■ **Text passage**
-*-
RIDER PUTS SPOT ON PARALYMPICS TEAM AT TOP OF LIST FOR 2004
Equestrian's Dream Lights Way on Field
by Dolores Tropiano
Every day, Sam Madden and her horse Sugarplum Vision feel their way around the stable, training for the 2004 Olympics.
Her horse's name comes from the Christmas poem A Visit From St. Nicholas. But to Madden, Sugarplum stands for the diabetes that destroyed both her pancreas and kidney. And Vision stands for her blindness and dream of competing on the International Paralympic Dressage Team.
"Being blind, I feel a responsibility to show everyone that I am not disabled, I just can't see." the 40-year-old Phoenix equestrian said. "I want everyone to see that you can strive for your best. No matter what comes along, you can adapt."
But Madden, a medical transcriptionist, needs more than just training. She needs a $4,000 machine that will help orient her in the arena.
-*-
■ **Stored data**

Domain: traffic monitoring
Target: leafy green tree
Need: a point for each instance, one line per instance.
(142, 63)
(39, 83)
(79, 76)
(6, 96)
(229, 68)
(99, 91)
-*-
■ **Task instructions**
Answer these questions from the article about Sam Madden.
1. From which poem does her horse's name come?
2. What is Madden's occupation?
3. How much does the machine she needs cost?

■ **Answer for the task**
1. A Visit From St. Nicholas
2. Medical transcriptionist
3. $4,000